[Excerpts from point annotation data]
========================================================================

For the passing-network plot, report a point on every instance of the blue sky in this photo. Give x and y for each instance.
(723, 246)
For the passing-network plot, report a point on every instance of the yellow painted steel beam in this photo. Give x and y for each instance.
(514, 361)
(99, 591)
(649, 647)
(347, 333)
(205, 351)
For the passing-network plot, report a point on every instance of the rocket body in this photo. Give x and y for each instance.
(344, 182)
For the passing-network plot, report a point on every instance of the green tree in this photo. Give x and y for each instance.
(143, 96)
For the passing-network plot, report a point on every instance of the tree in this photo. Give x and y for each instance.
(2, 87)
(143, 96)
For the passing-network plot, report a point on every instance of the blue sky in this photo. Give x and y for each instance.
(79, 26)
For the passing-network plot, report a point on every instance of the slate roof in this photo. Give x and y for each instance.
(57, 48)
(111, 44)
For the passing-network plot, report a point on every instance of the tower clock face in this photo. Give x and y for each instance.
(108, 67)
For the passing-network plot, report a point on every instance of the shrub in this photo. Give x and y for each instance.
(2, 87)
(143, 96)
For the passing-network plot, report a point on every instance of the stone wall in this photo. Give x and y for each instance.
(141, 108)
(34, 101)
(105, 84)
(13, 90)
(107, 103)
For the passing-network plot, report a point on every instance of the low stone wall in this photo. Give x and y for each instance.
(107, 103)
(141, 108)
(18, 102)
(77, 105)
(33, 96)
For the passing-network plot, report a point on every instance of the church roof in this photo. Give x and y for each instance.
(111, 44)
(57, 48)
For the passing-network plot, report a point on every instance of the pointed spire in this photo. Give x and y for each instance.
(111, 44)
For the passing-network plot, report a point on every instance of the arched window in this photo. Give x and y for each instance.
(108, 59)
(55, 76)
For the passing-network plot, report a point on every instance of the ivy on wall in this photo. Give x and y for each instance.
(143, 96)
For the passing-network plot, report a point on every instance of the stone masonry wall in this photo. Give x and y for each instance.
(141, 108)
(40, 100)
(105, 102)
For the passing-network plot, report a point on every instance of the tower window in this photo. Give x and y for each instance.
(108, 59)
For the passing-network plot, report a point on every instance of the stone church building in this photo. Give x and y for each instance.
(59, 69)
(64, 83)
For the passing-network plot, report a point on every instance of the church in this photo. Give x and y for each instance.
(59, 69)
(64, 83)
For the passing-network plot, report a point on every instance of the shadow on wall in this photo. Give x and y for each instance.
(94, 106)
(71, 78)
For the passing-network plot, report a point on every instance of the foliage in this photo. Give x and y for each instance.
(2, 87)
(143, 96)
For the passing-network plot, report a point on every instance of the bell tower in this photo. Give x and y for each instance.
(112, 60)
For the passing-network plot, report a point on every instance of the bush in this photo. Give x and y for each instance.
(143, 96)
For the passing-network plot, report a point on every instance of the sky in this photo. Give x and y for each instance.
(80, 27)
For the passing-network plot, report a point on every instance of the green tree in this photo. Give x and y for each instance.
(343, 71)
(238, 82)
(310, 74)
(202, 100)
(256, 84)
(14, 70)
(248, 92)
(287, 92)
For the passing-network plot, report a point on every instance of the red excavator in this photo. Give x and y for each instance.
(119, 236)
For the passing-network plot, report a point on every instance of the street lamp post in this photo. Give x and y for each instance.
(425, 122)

========================================================================

- **The task**
Reproduce the entries above, substituting "shot map" for each occurrence of "passing-network plot" and leaving everything else unchanged.

- **Result**
For the shot map, report a point on every instance of the blue sky in this photo. Give x and y for each instance.
(723, 246)
For the shot map, report a point on every instance of the yellow painted steel beam in this photo. Give x and y for each instance.
(514, 361)
(99, 591)
(649, 647)
(347, 333)
(205, 351)
For the shot map, report a point on every instance of the rocket body in this photo. Give x and y for each instance.
(344, 182)
For the shot map, report a point on every instance of the green tree in this photo. Give x and y for each instance.
(143, 96)
For the shot map, report a point on every instance of the tree in this photo. Give x and y for each instance.
(2, 87)
(143, 96)
For the shot map, report a point on every instance of the blue sky in this photo. Give x and y for each instance.
(79, 26)
For the shot map, report a point on every instance of the slate roof in this photo. Give x and y for each instance.
(57, 48)
(111, 44)
For the shot map, report a point on every instance of the tower clock face in this photo. Give x and y for each instance.
(108, 67)
For the shot map, report a point on every instance of the shrub in this photo. Give x and y for each instance.
(2, 87)
(143, 96)
For the shot map, report a point on every instance of the stone wall in this photo. Give x and y for each instance.
(141, 108)
(34, 101)
(105, 84)
(13, 90)
(107, 103)
For the shot map, report a point on every instance of the low stone wall in this photo. Give x and y for each instance.
(107, 103)
(141, 108)
(18, 102)
(77, 105)
(33, 96)
For the shot map, report a point on every instance of the church roof in this photo. Give x and y for each instance.
(111, 44)
(57, 48)
For the shot map, report a point on every instance of the pointed spire in this photo. Give x and y for each instance.
(111, 44)
For the shot map, report a point on every instance of the arched window in this photo. Give x and y for each instance.
(108, 59)
(55, 76)
For the shot map, report a point on every instance of the ivy on wall in this photo. Give x and y for each instance.
(143, 96)
For the shot map, report a point on every instance of the stone masonry wall in this photo. Give x and y for each instance.
(141, 108)
(40, 100)
(105, 102)
For the shot map, report a point on every instance of the tower window in this photo. Give x and y for each instance.
(108, 59)
For the shot map, report a point on every instance of the stone church building in this photo. Give x and y for each instance.
(59, 69)
(64, 83)
For the shot map, report a point on every instance of the church in this photo. Give x and y for each instance.
(59, 69)
(64, 83)
For the shot map, report a point on every instance of the shadow on wall in this photo. Give x and y for each instance.
(94, 106)
(71, 78)
For the shot map, report a point on every instance of the foliage in this photo. Give x and y for each instance.
(2, 87)
(143, 96)
For the shot map, report a point on every instance of the bell tower in this photo. Give x and y for each instance.
(112, 60)
For the shot map, report a point on every instance of the bush in this photo. Give x and y for each instance.
(143, 96)
For the shot map, report a point on every instance of the sky in this photo. Give x and y for each instance.
(80, 27)
For the shot map, report a point on every instance of the green tree in this photo. Give x and y for each instance.
(343, 71)
(238, 82)
(310, 74)
(202, 100)
(256, 84)
(14, 70)
(248, 92)
(287, 92)
For the shot map, report a point on every instance of the red excavator in this photo. Give x and y for each instance.
(119, 236)
For the shot map, report a point on every instance of the street lamp post in this photo. Give x and y for each instance.
(425, 122)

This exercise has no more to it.